►
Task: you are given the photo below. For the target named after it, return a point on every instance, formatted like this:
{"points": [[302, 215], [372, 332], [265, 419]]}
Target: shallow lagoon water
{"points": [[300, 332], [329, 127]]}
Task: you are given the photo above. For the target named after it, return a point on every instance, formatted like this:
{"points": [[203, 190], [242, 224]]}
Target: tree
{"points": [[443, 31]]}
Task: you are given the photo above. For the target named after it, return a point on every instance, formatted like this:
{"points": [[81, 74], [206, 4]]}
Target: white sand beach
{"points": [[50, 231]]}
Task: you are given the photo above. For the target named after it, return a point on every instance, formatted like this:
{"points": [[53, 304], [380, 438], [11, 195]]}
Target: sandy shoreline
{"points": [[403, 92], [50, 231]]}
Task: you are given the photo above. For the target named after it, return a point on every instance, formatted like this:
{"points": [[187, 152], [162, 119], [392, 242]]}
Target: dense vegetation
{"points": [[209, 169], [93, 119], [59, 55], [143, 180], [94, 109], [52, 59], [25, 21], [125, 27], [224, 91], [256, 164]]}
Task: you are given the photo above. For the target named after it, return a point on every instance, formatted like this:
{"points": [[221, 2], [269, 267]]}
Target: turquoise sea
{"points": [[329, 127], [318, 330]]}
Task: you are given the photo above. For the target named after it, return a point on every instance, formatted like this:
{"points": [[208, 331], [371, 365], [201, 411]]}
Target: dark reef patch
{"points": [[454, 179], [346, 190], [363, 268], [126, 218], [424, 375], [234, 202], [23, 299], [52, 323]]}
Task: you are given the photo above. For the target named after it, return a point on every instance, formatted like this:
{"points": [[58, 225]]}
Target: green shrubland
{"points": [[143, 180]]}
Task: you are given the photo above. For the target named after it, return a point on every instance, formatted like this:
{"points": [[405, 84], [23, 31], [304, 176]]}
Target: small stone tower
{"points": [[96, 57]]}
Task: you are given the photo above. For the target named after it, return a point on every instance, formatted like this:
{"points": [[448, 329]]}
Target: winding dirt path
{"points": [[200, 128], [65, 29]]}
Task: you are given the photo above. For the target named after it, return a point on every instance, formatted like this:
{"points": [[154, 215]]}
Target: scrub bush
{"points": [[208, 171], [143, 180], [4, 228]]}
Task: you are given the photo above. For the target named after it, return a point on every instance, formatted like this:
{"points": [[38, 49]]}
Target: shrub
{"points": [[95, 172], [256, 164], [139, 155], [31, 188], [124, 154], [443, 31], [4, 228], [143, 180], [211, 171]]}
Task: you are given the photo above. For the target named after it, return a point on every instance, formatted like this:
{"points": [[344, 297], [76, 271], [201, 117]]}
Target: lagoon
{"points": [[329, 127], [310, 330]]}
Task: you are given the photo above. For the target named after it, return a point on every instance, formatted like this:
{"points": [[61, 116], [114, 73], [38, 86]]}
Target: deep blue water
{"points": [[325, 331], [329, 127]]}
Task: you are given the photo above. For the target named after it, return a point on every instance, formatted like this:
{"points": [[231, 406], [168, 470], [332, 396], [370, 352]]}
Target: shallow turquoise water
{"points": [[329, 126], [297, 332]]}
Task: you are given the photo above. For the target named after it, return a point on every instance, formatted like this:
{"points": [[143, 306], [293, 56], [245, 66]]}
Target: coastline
◄
> WHAT YOU WILL DO: The material above is to be transcribed in full, exactly as it appears.

> OUTPUT FOR THIS EXERCISE:
Task: you are given the photo below. For the target named after it, return a point on every instance, formatted like this:
{"points": [[302, 215], [372, 332], [265, 419]]}
Target: shallow lagoon water
{"points": [[300, 332], [329, 127]]}
Task: you are given the photo above. For the target named after it, return a point on every instance, formatted like this:
{"points": [[203, 190], [242, 224]]}
Target: tree
{"points": [[443, 31]]}
Task: you are given the photo above. For the target named after it, return a point on every instance, formatted like this:
{"points": [[81, 74], [206, 4]]}
Target: white sand beach
{"points": [[50, 231]]}
Task: you are given the photo above. For the target named after it, return a point on every instance, formatted like this:
{"points": [[53, 304], [380, 438], [11, 195]]}
Target: sandy shoreline
{"points": [[403, 92], [50, 231]]}
Task: you are given the photo above. For the target named after it, return a point on every instance, formatted like this:
{"points": [[187, 152], [162, 119], [392, 242]]}
Target: dense vegetation
{"points": [[209, 169], [93, 119], [59, 55], [143, 180], [94, 109], [52, 59], [25, 21], [125, 27], [224, 91], [256, 164]]}
Task: you are given the photo above. For the target named after it, return a point on every instance, formatted like this:
{"points": [[221, 2], [269, 267]]}
Target: turquoise sea
{"points": [[329, 127], [318, 330]]}
Task: you are given the photo above. For the target named after it, return a point on every instance, formatted like this:
{"points": [[208, 331], [371, 365], [201, 411]]}
Target: dark reef patch
{"points": [[454, 179], [346, 190], [363, 268], [126, 218], [424, 375], [234, 202], [23, 299], [52, 323]]}
Task: you are given the photo above. For the target named after it, return a point on every instance, formatted like this:
{"points": [[58, 225]]}
Target: green shrubland
{"points": [[143, 180]]}
Task: you are given the photo above. For the target named after it, return a point on every instance, formatted like this:
{"points": [[405, 84], [23, 31], [304, 176]]}
Target: small stone tower
{"points": [[96, 57]]}
Task: you are given the photo above. For the target named after it, return a point on every instance, formatted like this:
{"points": [[448, 329]]}
Target: winding dirt path
{"points": [[200, 128], [65, 29]]}
Task: you are given the photo above. For the target named after it, return a point on every instance, formatted like this:
{"points": [[154, 215]]}
Target: scrub bush
{"points": [[208, 171], [143, 180], [4, 228]]}
Task: you are given the photo above. For the target named after it, return a point on every instance, formatted like this:
{"points": [[38, 49]]}
Target: shrub
{"points": [[95, 172], [256, 164], [139, 155], [31, 188], [124, 154], [443, 31], [4, 228], [143, 180], [211, 171]]}
Task: you are given the photo above. For the target named after it, return a point on every instance, formatted like this:
{"points": [[344, 297], [76, 271], [201, 117]]}
Target: lagoon
{"points": [[329, 127], [310, 330]]}
Task: you are given the photo above. For the target named after it, return a point on every instance, formatted like this:
{"points": [[61, 116], [114, 73], [38, 86]]}
Target: deep blue water
{"points": [[325, 331], [329, 127]]}
Task: you are given the photo above. For the target named after it, return a point on every instance, formatted like this:
{"points": [[231, 406], [168, 470], [332, 396], [370, 352]]}
Target: shallow turquoise water
{"points": [[329, 126], [297, 332]]}
Task: you are given the photo above. For the target named after it, return a point on every instance, formatted like this:
{"points": [[143, 306], [293, 56], [245, 66]]}
Target: coastline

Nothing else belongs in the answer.